━━━ Dataset records
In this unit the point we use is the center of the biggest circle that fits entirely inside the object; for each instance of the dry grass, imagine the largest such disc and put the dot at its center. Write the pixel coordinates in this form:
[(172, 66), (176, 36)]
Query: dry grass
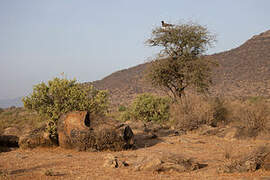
[(197, 110), (252, 116)]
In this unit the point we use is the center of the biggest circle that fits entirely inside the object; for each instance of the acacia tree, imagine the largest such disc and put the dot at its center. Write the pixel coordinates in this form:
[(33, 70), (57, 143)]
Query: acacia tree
[(181, 62)]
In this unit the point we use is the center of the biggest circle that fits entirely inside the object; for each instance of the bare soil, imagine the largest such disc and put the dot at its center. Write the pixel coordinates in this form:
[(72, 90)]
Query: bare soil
[(58, 163)]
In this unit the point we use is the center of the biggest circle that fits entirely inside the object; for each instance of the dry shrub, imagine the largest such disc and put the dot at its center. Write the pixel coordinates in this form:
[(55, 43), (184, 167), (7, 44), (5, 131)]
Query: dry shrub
[(197, 110), (246, 163), (253, 118)]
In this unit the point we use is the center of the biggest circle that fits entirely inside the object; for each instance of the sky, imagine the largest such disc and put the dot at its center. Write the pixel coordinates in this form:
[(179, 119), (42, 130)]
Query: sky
[(90, 39)]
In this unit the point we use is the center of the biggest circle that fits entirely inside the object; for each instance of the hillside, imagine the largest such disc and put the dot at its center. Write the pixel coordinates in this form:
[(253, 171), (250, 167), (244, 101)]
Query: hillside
[(243, 71), (5, 103)]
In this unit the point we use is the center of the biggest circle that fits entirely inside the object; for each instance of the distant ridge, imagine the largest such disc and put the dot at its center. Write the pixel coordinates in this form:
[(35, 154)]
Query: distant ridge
[(5, 103), (243, 71)]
━━━━━━
### Set problem
Could you rewrite all of the entries with every "biggest circle" replaced by "widest circle" and everything else left unchanged, leaving out the pictures?

### Complete answer
In this unit the point we use is the center of the widest circle that fits entirely inside the object; for each instance of the dry grass, imagine the largest such disc and put the dot at its center. Write the pixel coordinates in this form:
[(172, 66), (176, 36)]
Query: dry grass
[(197, 110), (252, 116)]
In this unit the point we use is the center of the widest circle that fits entirely inside the object; for each instance of the acacia tree, imagine the largest such disc and put the dot at its center. Write the pixel coordinates in this form:
[(33, 70), (57, 143)]
Query: acacia tree
[(181, 62)]
In this unit the point we use is the center of the widest circle that fits entirely inside the object; for each instance of the bare soil, imagine the largest such disc and put the dot at its center. Write the pixel coordinates in this form:
[(72, 90)]
Query: bare soil
[(58, 163)]
In this unit the point we use is the center of the widest circle that fits entirely inside the object; for each instance of the dry shrub, imagine the largest such disc and put the dot at its center. Write the pixel coordinates in this form:
[(55, 43), (184, 167), (7, 44), (5, 131)]
Query: dry shrub
[(197, 110), (246, 163), (253, 118)]
In this unit the point we use is the center of the widest circle that fits entirely inside the object; for each instance of the sky, imagine the largest such disc and put the dot at its center. Write the pixel coordinates in this form:
[(179, 119), (42, 130)]
Query: sky
[(90, 39)]
In this unit the point we use is the center of the widest circle that fits entirely inside the object; for each instance of the hillside, imagine the largest such disc and put the dot at its center. Write the pixel coordinates in this form:
[(253, 171), (250, 167), (244, 101)]
Query: hillside
[(243, 71), (5, 103)]
In this unit the point we use is the center of the widest circle that fits entirely inside the object; for each instance of the distant ridge, imagine the largest such disc and put the dot at its center. Write the pixel coordinates in this form:
[(35, 154)]
Query: distant ridge
[(5, 103), (243, 71)]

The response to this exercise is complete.